◆ Objective ◆
In the forum thread, what are the three elements given for the Monk example?

◆ Quoted text ◆
────────

In short, my magic system relies heavily on element and "spheres" with very few people crossing into multiple "spheres".  A few of my more talented main characters (as the series progressed) became such and crossed into life and element or whatever.   The series began when magic was a dying art, thought inherently evil by those without it and in power.  But the series covers three hundred years and in the end, magic is more commonplace, but still relatively low power level compared to other fantasy worlds where it features prominently into the world.


----------



## Tantalumbismuth

I love elemental magic systems. I use one in my world. every living thing has elemental energy, Earth, Fire, Air, or Water. You're born with an element, and you use that energy to manipulate the energy of the world to do magic. there is also minor 'elements', Order, Chaos, Arcane, Divine, Life, Death, Chakra, Psionic. Which are ways you learn to channel your birth element into a specialized kind of magic.


----------



## WooHooMan

Tantalumbismuth said:


> there is also minor 'elements', Order, Chaos, Arcane, Divine, Life, Death, Chakra, Psionic.



Not to argue with you or anything but it seems like divine, life, death, order and chaos would all be a great deal more powerful than the four classical elements.  I mean, that stuff is control of the basic elements of reality - way bigger than just the four states of matter.
Chakra is also an interesting choice.  I assume that's like yoga, something like empathetic magic.  I got something like that in my system as well.  Cool idea.


----------



## Tantalumbismuth

Basically it works like this. 

You are born with Fire, earth, Water, or Air. 
The path you choose in life can give you Order, Chaos, Arcane, Divine, 
For example, a Priest could be Water, Divine, a Mage Fire, Arcane. 
Those who choose to devote years of their life to studying specific magics can gain a third element 
Life, Death, Chakra, Psionic 
Like a Monk, Air, Order, Chakra. 

The elements each have three categories that there is a point system for.. Experience is basically points, You put points in different combinations of categories to create different types of magic.


----------



## WooHooMan

Tantalumbismuth said:


> Basically it works like this.
> 
> You are born with Fire, earth, Water, or Air.
> The path you choose in life can give you Order, Chaos, Arcane, Divine,
> For example, a Priest could be Water, Divine, a Mage Fire, Arcane.
> Those who choose to devote years of their life to studying specific magics can gain a third element
> Life, Death, Chakra, Psionic
> Like a Monk, Air, Order, Chakra.
> 
> The elements each have three categories that there is a point system for.. Experience is basically points, You put points in different combinations of categories to create different types of magic.



Ah, I didn't get that it was an rpg thing.  Ok, I get it it.  That's pretty cool


----------



## Tantalumbismuth

I found this forum searching for Forum Roleplaying, World building resources, but I'm realizing it's more about solo story writing.

────────

◆ Provided information ◆
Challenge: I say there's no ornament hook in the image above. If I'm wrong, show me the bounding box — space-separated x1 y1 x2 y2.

────────

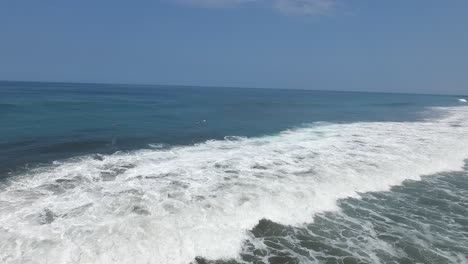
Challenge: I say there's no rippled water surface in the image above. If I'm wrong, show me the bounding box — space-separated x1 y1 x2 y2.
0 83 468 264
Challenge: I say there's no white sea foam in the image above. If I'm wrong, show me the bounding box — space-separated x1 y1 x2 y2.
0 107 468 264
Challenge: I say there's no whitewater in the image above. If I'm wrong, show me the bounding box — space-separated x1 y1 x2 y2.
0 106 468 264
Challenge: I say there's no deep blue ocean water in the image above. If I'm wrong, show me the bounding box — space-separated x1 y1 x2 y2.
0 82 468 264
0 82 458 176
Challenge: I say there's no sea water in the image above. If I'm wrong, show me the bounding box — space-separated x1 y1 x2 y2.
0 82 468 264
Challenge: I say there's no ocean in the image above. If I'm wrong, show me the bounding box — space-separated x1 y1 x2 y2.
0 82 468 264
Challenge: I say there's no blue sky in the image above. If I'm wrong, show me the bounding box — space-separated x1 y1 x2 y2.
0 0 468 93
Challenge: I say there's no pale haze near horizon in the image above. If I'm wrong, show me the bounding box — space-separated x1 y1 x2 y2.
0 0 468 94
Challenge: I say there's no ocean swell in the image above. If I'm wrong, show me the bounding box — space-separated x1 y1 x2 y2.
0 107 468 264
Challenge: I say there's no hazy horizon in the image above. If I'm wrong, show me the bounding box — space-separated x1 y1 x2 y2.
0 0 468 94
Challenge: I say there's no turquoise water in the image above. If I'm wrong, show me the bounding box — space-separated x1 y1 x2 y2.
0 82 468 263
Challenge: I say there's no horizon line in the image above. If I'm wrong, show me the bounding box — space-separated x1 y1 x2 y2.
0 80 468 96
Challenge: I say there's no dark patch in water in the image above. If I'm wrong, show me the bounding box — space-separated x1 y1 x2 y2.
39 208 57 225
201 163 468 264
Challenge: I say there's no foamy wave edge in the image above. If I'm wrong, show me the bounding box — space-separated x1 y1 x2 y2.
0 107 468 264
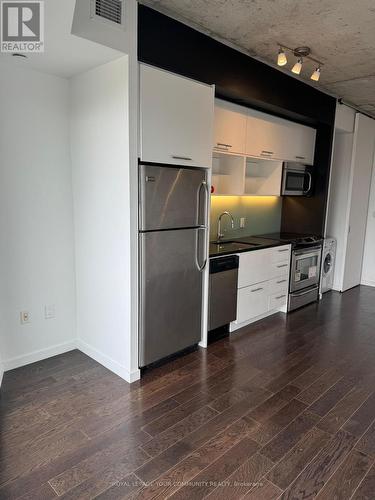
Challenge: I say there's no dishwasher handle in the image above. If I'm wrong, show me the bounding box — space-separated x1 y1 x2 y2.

────────

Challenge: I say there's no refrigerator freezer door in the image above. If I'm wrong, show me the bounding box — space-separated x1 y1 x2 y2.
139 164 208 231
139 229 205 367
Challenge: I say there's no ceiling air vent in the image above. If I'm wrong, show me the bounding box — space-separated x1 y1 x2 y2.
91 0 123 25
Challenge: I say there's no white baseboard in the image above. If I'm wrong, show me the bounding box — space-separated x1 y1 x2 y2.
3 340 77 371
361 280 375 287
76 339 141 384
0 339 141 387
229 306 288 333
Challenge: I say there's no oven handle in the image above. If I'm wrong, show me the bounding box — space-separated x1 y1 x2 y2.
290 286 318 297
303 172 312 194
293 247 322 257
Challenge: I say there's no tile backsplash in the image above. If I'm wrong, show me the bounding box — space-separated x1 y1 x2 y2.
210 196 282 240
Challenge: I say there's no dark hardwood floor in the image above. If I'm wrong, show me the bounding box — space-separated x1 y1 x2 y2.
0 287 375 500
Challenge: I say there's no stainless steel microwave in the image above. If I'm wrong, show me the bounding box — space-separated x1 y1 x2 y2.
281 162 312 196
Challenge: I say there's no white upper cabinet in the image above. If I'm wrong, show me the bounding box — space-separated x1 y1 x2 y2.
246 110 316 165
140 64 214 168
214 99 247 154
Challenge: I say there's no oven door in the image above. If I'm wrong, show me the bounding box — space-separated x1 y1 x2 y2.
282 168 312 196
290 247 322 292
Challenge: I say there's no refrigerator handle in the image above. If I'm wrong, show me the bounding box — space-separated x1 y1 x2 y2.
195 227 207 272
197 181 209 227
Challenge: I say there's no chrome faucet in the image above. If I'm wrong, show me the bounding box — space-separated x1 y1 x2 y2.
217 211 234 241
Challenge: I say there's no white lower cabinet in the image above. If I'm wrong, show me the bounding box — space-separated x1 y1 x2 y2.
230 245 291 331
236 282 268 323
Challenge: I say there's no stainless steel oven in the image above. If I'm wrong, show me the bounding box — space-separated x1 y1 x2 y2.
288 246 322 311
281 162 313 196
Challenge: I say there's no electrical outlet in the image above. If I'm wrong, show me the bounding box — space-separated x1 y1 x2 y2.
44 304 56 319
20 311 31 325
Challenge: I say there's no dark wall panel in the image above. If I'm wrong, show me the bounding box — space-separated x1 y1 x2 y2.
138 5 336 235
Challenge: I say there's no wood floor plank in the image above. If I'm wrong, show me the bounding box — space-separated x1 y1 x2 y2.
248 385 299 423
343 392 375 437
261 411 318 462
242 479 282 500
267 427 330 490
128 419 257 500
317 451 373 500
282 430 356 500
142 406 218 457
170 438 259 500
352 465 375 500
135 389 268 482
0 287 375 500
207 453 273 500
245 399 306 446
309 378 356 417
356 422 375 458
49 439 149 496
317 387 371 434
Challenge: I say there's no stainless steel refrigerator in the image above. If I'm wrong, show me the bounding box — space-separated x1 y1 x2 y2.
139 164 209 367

────────

◆ Result of this task ◆
Air, Order, and Chakra.